What is being asked: Wherever "sprigs" turns up in the entries, copy out the line that holds it.

Extracted data entries
* * * * * * * * *

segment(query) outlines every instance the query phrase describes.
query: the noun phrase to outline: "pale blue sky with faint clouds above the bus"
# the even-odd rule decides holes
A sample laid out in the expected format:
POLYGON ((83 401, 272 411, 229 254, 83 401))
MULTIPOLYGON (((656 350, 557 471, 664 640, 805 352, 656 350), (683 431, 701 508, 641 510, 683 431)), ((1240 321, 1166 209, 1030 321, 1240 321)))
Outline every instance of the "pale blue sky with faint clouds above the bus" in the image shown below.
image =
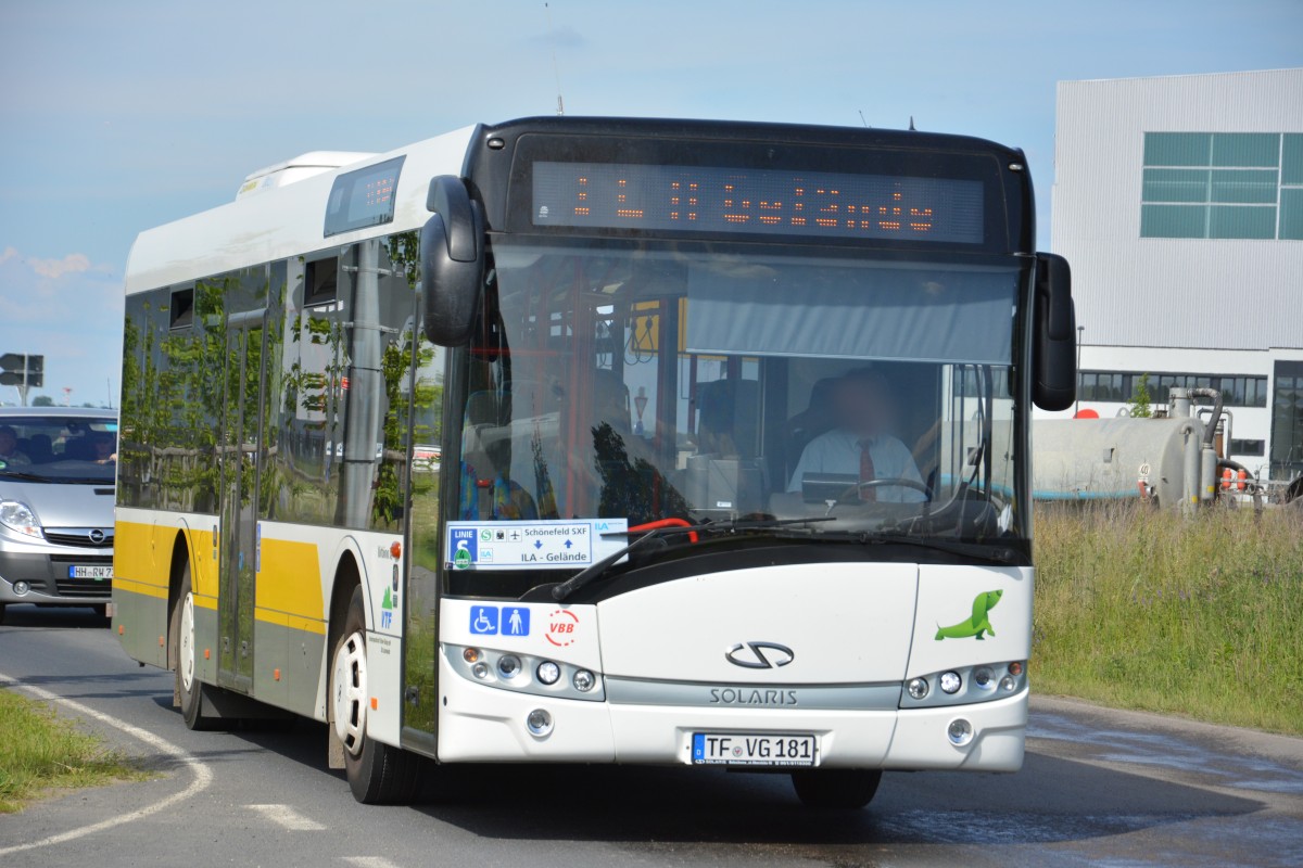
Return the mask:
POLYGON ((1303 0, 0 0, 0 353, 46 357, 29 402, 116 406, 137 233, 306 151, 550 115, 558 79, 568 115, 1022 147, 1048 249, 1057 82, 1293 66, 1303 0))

* * * * * * * * *

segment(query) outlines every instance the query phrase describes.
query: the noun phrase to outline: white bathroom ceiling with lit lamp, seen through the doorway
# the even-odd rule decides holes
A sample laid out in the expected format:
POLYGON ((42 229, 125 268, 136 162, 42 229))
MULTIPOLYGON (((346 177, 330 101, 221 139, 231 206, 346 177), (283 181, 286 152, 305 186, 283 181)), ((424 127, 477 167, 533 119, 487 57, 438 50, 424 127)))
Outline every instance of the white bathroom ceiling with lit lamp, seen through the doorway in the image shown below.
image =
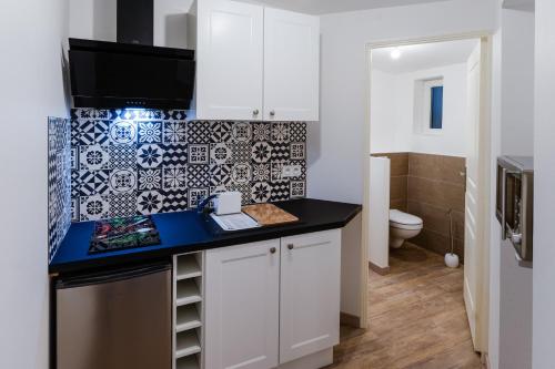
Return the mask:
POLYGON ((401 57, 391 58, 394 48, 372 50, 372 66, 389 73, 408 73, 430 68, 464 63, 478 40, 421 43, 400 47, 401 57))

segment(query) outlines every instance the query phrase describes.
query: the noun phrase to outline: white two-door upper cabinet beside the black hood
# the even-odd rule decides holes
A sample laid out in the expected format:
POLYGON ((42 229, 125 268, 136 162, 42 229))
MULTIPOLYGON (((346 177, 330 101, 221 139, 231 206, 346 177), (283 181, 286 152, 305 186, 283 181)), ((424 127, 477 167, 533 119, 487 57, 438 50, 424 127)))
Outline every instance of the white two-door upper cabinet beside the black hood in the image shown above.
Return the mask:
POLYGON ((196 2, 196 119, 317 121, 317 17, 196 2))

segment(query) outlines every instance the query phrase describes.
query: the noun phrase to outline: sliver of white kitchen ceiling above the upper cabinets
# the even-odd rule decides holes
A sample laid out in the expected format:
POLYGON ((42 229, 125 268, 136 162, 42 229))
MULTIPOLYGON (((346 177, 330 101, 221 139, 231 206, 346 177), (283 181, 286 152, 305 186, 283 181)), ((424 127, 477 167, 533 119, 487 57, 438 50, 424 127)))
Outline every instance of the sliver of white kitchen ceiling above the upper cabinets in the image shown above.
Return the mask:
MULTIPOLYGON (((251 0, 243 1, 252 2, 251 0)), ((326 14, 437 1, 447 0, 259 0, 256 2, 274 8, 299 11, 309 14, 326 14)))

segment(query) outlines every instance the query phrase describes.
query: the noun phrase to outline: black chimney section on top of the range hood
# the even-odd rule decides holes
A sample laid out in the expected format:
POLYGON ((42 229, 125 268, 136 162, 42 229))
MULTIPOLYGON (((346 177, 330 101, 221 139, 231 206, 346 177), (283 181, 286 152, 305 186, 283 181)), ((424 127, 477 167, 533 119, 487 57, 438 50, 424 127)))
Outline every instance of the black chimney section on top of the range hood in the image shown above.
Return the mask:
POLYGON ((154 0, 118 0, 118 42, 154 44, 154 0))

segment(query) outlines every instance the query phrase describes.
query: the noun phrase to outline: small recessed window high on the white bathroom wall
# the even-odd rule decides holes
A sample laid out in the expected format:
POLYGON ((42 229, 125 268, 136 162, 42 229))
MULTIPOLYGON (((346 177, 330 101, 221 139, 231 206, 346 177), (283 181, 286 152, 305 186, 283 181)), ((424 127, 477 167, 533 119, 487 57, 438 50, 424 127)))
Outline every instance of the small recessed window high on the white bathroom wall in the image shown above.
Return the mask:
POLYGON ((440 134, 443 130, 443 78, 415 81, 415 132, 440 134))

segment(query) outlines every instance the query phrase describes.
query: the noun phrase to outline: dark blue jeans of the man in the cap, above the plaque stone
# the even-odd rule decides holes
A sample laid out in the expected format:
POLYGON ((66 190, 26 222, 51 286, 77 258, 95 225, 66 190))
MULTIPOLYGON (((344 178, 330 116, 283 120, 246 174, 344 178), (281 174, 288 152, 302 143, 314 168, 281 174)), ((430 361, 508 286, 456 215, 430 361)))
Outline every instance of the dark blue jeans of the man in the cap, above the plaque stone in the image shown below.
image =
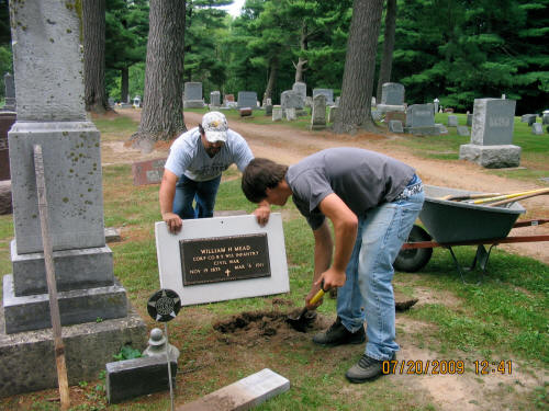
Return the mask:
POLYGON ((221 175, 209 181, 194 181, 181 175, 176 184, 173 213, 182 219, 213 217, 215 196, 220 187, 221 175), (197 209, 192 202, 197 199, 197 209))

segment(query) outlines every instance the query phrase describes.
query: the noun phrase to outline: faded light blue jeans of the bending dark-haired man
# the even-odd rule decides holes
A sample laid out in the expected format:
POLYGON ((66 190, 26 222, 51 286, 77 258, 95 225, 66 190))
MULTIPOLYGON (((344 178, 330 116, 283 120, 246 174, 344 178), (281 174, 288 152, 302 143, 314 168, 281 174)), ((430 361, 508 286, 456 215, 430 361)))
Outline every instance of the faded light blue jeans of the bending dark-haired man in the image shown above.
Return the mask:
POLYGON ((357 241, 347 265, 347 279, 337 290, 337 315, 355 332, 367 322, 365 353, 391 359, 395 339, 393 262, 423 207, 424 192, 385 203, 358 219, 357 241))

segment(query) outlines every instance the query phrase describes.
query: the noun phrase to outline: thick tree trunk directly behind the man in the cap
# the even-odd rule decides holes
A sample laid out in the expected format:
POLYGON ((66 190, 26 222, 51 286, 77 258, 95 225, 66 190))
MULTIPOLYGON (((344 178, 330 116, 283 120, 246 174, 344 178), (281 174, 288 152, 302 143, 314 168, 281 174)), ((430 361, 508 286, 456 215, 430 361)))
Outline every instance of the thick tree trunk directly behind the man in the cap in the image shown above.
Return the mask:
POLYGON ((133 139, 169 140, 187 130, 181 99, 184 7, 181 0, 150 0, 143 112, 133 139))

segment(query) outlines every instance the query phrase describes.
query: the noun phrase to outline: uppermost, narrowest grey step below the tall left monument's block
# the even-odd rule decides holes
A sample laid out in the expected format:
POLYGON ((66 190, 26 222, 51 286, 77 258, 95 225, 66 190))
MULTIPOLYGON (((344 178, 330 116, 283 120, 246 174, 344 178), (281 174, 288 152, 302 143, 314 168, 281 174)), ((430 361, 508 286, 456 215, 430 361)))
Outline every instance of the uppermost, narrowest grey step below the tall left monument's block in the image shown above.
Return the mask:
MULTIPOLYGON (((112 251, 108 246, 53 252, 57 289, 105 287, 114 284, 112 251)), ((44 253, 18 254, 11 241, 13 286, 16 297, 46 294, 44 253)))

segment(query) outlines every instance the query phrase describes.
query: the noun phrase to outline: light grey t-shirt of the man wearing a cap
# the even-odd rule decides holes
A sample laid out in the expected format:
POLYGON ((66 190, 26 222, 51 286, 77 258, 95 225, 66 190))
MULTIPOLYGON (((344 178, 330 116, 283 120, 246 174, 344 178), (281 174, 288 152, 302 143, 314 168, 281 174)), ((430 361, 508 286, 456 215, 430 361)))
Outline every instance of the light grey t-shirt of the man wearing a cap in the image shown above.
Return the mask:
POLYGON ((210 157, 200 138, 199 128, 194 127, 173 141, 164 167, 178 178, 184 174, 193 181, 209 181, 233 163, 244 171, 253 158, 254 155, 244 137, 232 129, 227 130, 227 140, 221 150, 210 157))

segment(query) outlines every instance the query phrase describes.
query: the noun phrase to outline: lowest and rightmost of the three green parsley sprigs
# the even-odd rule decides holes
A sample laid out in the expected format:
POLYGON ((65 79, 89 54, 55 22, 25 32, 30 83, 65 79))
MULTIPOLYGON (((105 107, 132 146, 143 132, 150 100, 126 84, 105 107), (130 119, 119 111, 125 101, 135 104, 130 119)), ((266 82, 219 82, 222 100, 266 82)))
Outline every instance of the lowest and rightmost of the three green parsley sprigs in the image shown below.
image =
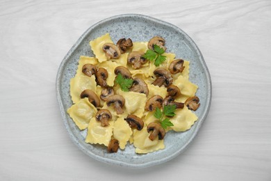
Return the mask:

* * * * * * * * *

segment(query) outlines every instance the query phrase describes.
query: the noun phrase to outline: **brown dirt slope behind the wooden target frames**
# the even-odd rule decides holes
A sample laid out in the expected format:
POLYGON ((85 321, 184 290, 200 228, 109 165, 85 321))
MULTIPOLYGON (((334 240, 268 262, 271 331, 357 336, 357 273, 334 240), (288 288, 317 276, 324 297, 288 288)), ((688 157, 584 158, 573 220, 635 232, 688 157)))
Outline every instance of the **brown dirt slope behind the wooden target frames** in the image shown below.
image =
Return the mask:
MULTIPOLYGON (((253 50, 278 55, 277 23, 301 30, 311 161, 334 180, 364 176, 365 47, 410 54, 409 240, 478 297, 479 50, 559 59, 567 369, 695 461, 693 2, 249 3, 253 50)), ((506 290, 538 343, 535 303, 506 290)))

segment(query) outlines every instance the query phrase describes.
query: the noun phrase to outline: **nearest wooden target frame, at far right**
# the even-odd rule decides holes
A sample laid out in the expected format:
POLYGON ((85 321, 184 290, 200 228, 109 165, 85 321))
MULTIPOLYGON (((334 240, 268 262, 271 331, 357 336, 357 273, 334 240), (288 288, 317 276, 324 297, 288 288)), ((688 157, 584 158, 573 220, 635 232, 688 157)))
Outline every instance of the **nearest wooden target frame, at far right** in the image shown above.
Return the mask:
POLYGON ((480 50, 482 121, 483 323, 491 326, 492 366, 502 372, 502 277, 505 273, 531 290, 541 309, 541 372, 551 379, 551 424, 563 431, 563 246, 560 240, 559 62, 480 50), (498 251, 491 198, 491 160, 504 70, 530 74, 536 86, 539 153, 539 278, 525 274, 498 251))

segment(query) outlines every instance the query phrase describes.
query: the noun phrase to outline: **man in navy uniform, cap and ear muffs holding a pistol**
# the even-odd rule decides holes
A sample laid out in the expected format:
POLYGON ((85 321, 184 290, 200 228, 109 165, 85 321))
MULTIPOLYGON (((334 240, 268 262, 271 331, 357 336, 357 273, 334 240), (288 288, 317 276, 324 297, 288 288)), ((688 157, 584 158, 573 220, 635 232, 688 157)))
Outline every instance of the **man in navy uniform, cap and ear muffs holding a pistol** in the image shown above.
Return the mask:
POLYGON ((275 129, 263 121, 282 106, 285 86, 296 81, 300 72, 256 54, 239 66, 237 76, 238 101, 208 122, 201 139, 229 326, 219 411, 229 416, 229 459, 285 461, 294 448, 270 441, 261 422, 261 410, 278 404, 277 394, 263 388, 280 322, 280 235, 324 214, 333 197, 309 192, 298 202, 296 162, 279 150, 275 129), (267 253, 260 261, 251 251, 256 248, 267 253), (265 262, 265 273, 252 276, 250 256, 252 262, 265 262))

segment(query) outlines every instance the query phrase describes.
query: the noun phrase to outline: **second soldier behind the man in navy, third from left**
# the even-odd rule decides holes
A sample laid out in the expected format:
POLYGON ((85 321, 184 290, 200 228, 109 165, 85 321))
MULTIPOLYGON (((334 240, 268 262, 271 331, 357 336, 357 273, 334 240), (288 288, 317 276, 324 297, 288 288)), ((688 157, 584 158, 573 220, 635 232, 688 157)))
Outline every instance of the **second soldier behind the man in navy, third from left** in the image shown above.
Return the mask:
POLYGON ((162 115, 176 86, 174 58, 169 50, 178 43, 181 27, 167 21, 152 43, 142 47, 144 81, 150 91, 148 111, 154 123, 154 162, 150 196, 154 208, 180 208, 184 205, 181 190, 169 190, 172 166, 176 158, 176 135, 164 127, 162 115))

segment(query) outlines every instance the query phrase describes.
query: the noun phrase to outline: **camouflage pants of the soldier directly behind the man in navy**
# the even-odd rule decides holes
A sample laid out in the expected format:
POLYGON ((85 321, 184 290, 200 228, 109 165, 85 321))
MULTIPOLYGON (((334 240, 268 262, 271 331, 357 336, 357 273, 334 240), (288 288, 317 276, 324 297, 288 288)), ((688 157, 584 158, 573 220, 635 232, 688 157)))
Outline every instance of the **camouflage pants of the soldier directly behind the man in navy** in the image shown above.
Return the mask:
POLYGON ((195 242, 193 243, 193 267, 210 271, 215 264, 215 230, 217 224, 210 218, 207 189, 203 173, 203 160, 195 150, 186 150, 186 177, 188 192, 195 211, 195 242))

* * * * * * * * *

Answer box:
query: the noun phrase to outline: lowest and rightmost of the three green parsley sprigs
Outline every instance of the lowest and rightmost of the three green parsley sprigs in the image shown below.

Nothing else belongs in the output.